Stated problem: Count the lines of the records below that contain the string "coords", treating upper and lower case as different. Reply with the number alone.

====== Entries supplied ======

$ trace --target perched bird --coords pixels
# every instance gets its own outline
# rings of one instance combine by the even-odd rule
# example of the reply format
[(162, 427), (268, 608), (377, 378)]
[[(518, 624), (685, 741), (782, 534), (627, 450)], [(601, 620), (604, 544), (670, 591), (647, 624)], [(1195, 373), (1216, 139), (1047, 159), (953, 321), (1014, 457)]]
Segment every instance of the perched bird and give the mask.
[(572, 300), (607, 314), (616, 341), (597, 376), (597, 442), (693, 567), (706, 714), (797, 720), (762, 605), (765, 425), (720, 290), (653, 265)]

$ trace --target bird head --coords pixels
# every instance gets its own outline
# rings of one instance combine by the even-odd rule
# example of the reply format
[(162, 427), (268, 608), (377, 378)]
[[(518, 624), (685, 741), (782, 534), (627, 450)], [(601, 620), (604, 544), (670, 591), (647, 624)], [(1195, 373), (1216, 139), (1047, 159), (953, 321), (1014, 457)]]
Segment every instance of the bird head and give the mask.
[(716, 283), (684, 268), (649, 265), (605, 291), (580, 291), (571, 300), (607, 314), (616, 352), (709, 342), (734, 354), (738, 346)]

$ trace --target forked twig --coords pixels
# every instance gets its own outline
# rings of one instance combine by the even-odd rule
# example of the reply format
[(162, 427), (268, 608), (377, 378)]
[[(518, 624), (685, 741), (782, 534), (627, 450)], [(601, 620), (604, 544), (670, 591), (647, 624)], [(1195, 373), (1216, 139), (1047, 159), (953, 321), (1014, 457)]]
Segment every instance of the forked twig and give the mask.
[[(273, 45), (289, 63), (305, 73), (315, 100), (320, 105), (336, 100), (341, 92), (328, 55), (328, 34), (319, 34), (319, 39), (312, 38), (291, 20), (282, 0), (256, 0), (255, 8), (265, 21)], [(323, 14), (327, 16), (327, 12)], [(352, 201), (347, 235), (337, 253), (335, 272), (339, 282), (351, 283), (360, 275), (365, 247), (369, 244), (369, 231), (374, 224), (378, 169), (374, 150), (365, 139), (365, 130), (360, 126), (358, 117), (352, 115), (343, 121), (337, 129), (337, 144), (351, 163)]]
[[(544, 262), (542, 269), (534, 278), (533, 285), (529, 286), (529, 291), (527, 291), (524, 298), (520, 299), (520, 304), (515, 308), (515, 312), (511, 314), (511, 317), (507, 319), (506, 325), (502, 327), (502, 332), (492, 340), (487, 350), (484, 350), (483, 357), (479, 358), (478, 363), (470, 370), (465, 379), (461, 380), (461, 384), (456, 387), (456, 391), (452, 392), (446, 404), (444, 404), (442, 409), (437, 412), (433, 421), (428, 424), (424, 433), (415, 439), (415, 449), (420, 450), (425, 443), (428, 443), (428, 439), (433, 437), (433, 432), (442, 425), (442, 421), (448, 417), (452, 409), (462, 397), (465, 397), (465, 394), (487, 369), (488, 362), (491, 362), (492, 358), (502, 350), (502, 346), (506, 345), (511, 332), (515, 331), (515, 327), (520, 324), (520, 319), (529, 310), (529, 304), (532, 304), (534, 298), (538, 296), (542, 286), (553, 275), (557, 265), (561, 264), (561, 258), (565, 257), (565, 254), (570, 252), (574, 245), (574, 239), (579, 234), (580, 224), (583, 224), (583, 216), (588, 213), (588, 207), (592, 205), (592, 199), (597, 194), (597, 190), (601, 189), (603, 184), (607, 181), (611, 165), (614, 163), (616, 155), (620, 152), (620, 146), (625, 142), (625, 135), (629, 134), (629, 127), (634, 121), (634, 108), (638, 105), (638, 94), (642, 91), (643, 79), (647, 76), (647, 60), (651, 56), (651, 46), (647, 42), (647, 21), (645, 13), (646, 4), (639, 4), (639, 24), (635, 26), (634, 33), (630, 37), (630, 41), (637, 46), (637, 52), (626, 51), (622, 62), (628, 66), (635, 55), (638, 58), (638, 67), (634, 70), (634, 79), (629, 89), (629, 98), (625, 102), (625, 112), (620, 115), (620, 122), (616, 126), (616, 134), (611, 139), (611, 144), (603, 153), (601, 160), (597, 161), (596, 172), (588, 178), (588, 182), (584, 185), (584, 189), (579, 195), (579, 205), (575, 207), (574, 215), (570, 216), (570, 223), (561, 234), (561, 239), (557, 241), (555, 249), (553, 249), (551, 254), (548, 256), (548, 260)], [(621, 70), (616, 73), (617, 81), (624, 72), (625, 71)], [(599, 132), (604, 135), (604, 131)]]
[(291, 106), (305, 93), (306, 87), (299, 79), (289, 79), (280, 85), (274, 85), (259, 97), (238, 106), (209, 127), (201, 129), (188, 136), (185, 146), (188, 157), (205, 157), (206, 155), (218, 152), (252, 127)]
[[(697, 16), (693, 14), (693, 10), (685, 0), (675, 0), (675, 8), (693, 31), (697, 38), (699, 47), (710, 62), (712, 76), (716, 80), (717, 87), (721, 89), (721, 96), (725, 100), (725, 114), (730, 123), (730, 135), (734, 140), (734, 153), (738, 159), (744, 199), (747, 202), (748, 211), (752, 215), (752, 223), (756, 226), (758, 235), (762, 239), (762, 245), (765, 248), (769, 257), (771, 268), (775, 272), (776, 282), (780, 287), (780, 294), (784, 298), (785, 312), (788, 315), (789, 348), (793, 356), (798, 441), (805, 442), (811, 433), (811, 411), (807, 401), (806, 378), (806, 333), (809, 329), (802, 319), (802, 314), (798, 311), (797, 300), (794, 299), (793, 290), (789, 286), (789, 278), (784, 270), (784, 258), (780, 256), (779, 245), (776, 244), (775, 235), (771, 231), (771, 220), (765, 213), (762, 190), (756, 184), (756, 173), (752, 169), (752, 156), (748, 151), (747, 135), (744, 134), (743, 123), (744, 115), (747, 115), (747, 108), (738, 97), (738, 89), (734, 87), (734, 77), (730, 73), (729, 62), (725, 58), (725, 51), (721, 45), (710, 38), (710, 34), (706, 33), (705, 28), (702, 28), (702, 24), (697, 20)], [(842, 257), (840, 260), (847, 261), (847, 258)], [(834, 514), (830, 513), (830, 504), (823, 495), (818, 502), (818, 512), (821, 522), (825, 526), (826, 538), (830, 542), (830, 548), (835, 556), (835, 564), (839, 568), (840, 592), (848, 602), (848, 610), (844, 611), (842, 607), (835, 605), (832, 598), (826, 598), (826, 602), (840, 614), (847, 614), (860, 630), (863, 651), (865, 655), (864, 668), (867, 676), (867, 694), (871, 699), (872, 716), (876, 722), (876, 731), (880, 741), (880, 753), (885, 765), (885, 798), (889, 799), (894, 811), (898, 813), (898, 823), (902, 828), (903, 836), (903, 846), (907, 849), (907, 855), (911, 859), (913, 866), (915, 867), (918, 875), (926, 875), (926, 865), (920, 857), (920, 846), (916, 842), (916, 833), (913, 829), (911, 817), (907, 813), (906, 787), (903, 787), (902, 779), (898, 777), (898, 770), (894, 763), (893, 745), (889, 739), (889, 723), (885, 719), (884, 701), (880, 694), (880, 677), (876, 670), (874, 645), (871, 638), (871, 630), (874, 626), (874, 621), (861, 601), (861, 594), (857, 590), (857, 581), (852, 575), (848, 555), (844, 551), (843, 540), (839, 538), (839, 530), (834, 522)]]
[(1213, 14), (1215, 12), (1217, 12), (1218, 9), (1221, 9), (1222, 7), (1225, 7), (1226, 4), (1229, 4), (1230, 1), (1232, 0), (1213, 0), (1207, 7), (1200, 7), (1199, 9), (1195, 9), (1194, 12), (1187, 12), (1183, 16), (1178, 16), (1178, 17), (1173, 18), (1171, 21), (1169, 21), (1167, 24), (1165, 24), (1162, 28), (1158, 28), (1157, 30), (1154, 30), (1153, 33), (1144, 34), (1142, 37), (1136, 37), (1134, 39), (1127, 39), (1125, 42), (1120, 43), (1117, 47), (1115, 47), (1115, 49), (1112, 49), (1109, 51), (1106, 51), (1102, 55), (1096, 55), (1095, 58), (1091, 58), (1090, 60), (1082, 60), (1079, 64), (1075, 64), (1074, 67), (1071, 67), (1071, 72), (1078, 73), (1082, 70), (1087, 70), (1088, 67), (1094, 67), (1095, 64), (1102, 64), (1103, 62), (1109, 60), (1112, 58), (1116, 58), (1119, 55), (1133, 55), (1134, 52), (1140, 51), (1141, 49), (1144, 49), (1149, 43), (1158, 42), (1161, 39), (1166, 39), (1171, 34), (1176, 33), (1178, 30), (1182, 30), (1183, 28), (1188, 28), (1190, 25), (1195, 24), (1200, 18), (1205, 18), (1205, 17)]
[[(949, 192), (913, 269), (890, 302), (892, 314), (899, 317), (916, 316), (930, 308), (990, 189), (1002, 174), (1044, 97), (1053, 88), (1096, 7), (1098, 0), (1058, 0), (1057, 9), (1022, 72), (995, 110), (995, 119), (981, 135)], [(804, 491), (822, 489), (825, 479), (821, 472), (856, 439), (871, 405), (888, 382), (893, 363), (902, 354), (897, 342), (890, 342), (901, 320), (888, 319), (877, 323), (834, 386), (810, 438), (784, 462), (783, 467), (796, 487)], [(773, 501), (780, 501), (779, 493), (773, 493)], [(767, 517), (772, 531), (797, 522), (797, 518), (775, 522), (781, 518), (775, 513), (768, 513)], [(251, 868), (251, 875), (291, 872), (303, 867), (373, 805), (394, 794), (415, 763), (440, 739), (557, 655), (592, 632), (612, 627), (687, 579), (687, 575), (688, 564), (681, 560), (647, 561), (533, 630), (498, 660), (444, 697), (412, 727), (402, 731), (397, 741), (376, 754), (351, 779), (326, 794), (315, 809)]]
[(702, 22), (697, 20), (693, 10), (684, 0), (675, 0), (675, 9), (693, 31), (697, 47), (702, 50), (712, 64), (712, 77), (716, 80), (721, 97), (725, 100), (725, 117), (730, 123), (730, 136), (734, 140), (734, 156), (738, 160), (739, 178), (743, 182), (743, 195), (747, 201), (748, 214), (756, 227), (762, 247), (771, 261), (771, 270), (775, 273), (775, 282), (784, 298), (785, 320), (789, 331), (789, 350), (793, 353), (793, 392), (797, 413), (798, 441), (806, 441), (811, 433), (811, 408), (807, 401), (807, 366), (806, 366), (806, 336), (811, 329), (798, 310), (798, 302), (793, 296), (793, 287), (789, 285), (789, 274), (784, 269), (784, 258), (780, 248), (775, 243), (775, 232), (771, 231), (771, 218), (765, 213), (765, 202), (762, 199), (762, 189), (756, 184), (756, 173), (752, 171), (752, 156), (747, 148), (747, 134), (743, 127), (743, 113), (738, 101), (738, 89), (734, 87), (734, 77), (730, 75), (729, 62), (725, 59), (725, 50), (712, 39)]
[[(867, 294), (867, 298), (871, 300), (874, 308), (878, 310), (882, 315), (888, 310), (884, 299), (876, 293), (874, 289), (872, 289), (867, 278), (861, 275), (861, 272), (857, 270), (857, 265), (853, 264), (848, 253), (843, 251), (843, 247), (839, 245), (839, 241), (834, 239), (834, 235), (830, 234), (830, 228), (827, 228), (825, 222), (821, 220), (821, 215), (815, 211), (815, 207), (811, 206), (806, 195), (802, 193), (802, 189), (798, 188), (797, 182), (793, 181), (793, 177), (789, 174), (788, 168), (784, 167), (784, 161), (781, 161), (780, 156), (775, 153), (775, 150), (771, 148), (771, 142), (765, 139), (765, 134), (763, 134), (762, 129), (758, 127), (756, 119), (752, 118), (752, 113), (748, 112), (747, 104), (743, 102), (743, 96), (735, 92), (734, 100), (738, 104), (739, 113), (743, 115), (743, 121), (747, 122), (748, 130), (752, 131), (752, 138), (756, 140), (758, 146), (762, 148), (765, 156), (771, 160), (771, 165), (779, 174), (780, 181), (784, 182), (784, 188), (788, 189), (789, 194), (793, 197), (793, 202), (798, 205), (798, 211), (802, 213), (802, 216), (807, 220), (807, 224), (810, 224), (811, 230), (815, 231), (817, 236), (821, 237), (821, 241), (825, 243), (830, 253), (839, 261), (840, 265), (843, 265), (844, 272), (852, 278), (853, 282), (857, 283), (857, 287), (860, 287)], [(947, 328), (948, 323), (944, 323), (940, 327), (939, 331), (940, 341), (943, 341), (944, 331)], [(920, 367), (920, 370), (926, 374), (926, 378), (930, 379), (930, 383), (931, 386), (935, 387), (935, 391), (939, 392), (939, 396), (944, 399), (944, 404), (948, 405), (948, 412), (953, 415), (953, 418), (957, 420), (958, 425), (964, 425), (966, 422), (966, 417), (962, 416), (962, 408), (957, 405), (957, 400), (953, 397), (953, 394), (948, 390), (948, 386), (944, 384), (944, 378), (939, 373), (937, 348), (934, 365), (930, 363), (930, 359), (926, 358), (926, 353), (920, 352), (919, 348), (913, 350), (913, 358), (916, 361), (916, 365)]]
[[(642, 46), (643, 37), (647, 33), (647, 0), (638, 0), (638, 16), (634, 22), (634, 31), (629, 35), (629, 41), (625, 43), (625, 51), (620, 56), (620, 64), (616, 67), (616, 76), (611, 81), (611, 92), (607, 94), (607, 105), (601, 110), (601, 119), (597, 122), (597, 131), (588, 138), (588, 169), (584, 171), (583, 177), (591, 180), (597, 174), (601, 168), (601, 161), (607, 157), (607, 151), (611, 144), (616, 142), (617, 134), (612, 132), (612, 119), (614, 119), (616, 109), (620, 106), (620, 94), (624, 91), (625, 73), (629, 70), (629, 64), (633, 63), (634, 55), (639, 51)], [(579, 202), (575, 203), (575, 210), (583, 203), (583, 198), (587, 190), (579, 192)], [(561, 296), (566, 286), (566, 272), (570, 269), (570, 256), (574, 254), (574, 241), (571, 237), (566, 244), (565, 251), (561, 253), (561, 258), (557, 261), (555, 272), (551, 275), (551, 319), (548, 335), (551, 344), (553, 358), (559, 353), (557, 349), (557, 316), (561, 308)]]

======

Problem solution: 3